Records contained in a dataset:

<<<<

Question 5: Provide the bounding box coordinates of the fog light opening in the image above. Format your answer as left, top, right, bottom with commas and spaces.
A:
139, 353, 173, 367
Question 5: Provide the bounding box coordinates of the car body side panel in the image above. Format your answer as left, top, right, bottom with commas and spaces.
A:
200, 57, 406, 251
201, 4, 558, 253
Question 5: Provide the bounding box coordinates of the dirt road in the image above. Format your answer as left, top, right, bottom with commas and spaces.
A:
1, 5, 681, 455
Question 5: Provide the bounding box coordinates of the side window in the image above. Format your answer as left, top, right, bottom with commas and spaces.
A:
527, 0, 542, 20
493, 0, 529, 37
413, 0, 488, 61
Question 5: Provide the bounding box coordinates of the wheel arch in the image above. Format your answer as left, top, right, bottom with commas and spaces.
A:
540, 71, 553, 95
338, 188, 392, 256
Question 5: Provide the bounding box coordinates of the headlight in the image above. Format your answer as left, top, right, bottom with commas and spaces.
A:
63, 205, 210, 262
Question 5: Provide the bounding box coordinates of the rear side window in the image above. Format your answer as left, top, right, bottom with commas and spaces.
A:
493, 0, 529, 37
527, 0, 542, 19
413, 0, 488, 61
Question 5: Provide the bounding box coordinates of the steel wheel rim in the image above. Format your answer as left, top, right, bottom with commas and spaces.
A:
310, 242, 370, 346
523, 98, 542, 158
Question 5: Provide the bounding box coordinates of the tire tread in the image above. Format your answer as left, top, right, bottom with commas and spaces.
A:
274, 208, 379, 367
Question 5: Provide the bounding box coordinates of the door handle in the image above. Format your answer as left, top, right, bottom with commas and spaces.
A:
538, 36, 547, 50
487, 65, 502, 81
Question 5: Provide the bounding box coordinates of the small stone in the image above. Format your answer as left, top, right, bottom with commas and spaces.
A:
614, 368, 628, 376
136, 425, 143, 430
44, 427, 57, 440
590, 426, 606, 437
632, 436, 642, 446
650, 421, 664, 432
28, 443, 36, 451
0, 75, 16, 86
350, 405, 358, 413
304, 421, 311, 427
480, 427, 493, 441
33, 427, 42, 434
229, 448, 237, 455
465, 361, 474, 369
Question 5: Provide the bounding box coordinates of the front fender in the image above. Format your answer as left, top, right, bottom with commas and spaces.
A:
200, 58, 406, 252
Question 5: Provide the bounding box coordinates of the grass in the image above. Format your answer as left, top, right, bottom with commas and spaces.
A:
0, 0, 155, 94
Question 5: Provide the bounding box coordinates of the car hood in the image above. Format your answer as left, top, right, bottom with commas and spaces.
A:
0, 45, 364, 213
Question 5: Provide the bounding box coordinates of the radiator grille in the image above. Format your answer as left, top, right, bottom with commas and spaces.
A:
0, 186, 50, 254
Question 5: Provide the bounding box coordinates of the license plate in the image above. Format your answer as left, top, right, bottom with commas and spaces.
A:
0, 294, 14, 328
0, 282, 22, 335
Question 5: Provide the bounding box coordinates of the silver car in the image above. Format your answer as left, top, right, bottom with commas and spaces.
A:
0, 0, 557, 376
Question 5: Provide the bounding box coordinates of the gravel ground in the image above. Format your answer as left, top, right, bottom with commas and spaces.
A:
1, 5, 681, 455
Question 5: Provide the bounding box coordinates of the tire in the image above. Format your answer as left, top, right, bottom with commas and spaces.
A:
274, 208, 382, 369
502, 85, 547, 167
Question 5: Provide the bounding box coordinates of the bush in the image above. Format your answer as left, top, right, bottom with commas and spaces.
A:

>>>>

◆ **Task statement**
Nothing but an exact repetition of the entries is expected here.

◆ **Task output**
Question 5: Provide the bounding box coordinates of the fog light opening in the image above. Format your answer as left, top, right, bottom with commas and spaces.
A:
139, 353, 173, 367
Question 5: Provide the bounding box coordinates of the car body side panel in the image above. Format your answer as left, top, right, bottom with commas and spaces.
A:
200, 57, 406, 251
201, 4, 558, 253
Question 5: Provide the bounding box coordinates of the dirt road in the image above. Format your answer as left, top, right, bottom with commas and spaces.
A:
1, 5, 681, 455
Question 5: Provide the bounding box coordinates of the side window in the image above. Format your answer as left, top, right, bottom with commas and spaces.
A:
527, 0, 542, 20
493, 0, 529, 37
413, 0, 488, 61
Question 5: Provide the bounding box coordinates of the wheel arch in the image above. Format your answer as left, top, right, bottom with commas and spaces.
A:
540, 71, 553, 95
338, 188, 392, 256
Question 5: Provide the bounding box coordinates of the headlight in the image above. Format your answer as left, top, right, bottom with commas and spaces.
A:
63, 205, 210, 262
Question 5: Provide the bounding box coordinates of the rear side window in the image above. Format your answer as left, top, right, bottom with commas and spaces.
A:
493, 0, 529, 37
527, 0, 542, 19
413, 0, 488, 61
Question 5: Provide the bounding box coordinates of the steel wheel rim in the image above. Format your answer as left, top, right, bottom with commas and spaces.
A:
310, 242, 370, 346
523, 98, 542, 158
Question 5: Provide the bounding box coordinates of the tire tread in the image above. Format your answer as left, top, right, bottom with commas and spaces.
A:
274, 208, 379, 367
Question 5: Provide the bounding box coordinates of the door handle in the image above. Format your answer as left, top, right, bottom with commas and spaces.
A:
538, 36, 547, 50
487, 65, 502, 81
Question 5: Provide the bounding box coordinates of the small stone in the image above. Format your answer as left, top, right, bottom with commas and spaces.
A:
614, 368, 628, 376
136, 425, 143, 430
44, 427, 57, 440
590, 426, 606, 437
632, 436, 642, 446
650, 421, 664, 432
28, 443, 36, 451
0, 75, 16, 86
350, 405, 358, 413
304, 421, 311, 427
480, 427, 493, 441
33, 427, 42, 434
229, 448, 237, 455
465, 361, 474, 369
Question 5: Provide the bounding box coordinates of the front fender in the image above. Format your answer as left, top, right, bottom with commas and spaces.
A:
200, 58, 406, 252
Question 5: Provide the bounding box coordinates of the grass in the image above. Format your answer as left, top, right, bottom with commas and spaces.
A:
0, 0, 155, 94
Question 5: Provide the bounding box coordinates of the car hood in the image above. Format your answer as left, top, right, bottom with commas and spaces.
A:
0, 45, 364, 213
Question 5: Provide the bounding box coordinates of the radiator grille in the image above. Format your answer as left, top, right, bottom with commas and spaces.
A:
0, 186, 50, 254
Question 5: Provide the bounding box coordinates of the license plate in the image above. Format your answer as left, top, right, bottom with commas and spaces.
A:
0, 294, 14, 328
0, 282, 22, 335
Question 5: Provide the bounding box coordinates of the silver car in the image above. Format your answer as left, top, right, bottom with commas and spaces.
A:
0, 0, 557, 376
Question 5: Provide the bounding box coordinates of the gravel ground in the image above. Format your answer as left, top, right, bottom with commas and spaces.
A:
1, 5, 681, 455
Question 5: Provide the bounding box coordinates of the tire in the image above. Format your answer as left, top, right, bottom with commas and spaces.
A:
274, 208, 382, 369
502, 85, 547, 167
Question 5: Provide the bounding box coordinates of the bush in the image above. Format your answer as left, top, right, bottom with commas and spaces.
A:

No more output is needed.